**Extract to read:**
------------------------------------
5. Dordeduh – Har (Prophecy Productions)
It’s difficult to discuss the music of Romania’s Dordeduh without at least touching upon the venerable Negură Bunget and their cult album OM. When Edmond Karban and Cristian Popescu left Negură Bunget in 2009 to start Dordeduh, they took a significant part of their old band’s style and character with them. Unsurprisingly, with Dordeduh’s 2012 excellent debut LP Dar de duh they continued the natural evolution of black metal infused with folk and progressive influences but never quite reached the pinnacle that was OM. Meanwhile, led by sole remaining member Gabriel Mafa (Negru), Negură Bunget stagnated and ultimately dissolved after Mafa’s untimely and tragic death.
More than an homage or re-enactment of the past, Har is the first Dordeduh release that appears as a world of its own, haunted by epic, sprawling cuts, each of them pulsing with vivid melodies and bittersweet atmospheres. The songwriting, playing, and production are exquisite here. Yet in many ways, these technicalities don’t seem to matter, as Har is an album that is ultimately felt rather than just heard if you allow its misty moods and mystique to expand into the ether and flow through thoughts. Striking stuff. – Antonio Poscic
4. King Woman – Celestial Blues (Relapse)
------------------------------------
**Task brief:** Decide whether each statement agrees with the review of Dordeduh's Har: 1. Edmond Karban and Cristian Popescu left Negură Bunget in 2009. 2. Dordeduh's debut LP surpassed OM. 3. The production on Har is described as poor. Answer yes or no for each and quote the exact deciding words of the review. The material that follows has nothing to do with the review.

(Spatial localization records)
------------------------------------
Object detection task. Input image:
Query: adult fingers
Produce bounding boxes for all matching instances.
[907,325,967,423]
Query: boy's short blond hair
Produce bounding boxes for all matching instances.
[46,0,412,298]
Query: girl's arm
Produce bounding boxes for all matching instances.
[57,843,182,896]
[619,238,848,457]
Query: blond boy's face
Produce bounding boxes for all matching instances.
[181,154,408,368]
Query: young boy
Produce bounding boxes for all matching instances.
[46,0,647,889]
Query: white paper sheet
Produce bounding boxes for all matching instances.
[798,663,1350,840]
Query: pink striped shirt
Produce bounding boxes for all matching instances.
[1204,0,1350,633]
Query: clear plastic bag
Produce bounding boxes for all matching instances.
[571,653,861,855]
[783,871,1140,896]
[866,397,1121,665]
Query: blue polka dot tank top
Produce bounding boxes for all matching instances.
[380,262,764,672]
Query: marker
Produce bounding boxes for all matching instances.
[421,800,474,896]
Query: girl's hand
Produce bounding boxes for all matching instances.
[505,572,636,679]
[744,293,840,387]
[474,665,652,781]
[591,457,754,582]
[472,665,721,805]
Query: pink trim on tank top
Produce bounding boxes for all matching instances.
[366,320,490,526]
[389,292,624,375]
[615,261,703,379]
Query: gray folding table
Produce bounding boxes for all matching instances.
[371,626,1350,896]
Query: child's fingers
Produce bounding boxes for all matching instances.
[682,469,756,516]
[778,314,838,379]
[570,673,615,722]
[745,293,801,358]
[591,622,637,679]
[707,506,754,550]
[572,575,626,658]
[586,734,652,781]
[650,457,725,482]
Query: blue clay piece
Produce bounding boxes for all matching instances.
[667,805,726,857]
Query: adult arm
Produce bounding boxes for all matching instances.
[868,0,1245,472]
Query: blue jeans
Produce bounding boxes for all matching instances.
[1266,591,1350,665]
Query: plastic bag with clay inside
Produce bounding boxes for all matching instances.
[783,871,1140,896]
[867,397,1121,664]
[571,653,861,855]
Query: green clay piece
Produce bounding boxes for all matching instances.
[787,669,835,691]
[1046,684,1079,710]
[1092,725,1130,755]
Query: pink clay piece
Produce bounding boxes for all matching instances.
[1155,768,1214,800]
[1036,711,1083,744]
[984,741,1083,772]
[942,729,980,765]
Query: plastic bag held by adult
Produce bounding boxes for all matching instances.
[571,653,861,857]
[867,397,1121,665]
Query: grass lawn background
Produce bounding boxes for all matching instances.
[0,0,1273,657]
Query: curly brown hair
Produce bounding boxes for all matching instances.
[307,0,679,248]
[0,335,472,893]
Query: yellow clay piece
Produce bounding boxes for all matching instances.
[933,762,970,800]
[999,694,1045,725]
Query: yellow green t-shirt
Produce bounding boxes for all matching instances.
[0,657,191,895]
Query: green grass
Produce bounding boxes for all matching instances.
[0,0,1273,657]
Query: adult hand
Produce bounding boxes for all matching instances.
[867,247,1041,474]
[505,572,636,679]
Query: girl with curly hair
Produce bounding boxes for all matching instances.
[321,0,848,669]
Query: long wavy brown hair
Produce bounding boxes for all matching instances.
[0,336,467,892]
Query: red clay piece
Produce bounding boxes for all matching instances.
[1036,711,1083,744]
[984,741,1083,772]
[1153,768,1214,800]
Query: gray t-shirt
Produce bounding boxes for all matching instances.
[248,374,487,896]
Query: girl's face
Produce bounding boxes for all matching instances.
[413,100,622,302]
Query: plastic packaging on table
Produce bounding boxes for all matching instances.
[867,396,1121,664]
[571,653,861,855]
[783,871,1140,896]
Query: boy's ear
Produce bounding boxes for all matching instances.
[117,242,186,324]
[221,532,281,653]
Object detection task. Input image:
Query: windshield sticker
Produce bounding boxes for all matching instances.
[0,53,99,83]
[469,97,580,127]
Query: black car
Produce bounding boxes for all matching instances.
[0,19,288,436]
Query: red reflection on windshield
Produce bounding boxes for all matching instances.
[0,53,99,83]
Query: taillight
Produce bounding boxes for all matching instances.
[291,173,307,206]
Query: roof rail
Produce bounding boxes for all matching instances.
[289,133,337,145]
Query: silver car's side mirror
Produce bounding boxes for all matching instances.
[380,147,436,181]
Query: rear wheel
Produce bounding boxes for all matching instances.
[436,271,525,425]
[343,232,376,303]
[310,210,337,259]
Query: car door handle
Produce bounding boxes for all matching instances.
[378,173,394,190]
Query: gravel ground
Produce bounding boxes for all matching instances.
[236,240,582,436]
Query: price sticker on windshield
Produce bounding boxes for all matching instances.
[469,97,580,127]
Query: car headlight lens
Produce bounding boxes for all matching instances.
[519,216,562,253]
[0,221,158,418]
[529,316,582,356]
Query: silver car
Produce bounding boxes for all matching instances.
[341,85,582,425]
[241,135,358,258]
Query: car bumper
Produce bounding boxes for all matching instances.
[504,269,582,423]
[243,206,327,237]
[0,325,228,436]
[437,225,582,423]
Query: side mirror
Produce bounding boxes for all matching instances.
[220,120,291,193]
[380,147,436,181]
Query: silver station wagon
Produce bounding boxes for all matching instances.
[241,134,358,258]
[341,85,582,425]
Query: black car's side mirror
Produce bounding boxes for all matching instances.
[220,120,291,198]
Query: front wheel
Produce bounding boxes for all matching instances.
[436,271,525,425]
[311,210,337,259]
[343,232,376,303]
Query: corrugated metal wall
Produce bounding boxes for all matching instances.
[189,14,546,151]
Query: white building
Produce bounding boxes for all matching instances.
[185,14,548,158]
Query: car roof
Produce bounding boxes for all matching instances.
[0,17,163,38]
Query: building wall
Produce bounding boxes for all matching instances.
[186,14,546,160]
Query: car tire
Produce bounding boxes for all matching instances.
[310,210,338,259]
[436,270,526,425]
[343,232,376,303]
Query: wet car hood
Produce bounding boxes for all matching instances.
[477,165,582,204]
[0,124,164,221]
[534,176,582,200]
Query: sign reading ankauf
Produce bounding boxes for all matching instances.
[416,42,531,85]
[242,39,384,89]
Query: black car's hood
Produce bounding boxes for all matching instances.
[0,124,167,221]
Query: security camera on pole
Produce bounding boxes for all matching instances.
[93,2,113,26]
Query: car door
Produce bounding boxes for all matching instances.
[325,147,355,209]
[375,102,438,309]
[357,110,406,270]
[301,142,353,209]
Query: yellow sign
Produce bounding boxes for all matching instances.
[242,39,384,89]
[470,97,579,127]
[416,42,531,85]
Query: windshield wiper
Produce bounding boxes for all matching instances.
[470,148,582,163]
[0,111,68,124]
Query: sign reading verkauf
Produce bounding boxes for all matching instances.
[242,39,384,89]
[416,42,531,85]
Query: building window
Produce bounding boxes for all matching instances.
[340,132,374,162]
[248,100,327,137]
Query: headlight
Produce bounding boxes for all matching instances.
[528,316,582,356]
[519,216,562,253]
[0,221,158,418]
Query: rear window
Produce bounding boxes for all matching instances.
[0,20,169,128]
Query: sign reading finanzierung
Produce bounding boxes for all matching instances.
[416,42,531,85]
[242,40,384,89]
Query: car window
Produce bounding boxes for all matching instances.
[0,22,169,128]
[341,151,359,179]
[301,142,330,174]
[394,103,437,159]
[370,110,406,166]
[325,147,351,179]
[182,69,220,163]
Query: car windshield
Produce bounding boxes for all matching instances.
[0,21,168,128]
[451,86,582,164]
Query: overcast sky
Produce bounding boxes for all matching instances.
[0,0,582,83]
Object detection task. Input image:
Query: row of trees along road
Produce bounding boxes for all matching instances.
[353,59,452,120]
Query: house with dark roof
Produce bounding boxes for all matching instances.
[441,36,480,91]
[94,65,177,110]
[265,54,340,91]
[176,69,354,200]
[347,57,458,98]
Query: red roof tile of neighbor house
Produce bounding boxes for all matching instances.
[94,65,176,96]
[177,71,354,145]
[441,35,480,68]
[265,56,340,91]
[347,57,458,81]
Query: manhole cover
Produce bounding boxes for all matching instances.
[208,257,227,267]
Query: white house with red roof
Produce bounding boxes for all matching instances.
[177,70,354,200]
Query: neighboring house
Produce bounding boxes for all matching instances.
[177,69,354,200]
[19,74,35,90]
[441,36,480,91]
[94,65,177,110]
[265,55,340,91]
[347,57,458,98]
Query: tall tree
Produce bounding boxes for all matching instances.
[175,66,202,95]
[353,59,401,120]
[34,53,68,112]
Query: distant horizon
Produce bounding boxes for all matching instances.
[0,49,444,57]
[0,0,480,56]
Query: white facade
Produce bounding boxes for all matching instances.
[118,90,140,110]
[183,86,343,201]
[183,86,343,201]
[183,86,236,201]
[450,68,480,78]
------------------------------------
**Task response:**
1. Yes: "When Edmond Karban and Cristian Popescu left Negură Bunget in 2009 to start Dordeduh"
2. No: "but never quite reached the pinnacle that was OM"
3. No: "The songwriting, playing, and production are exquisite here."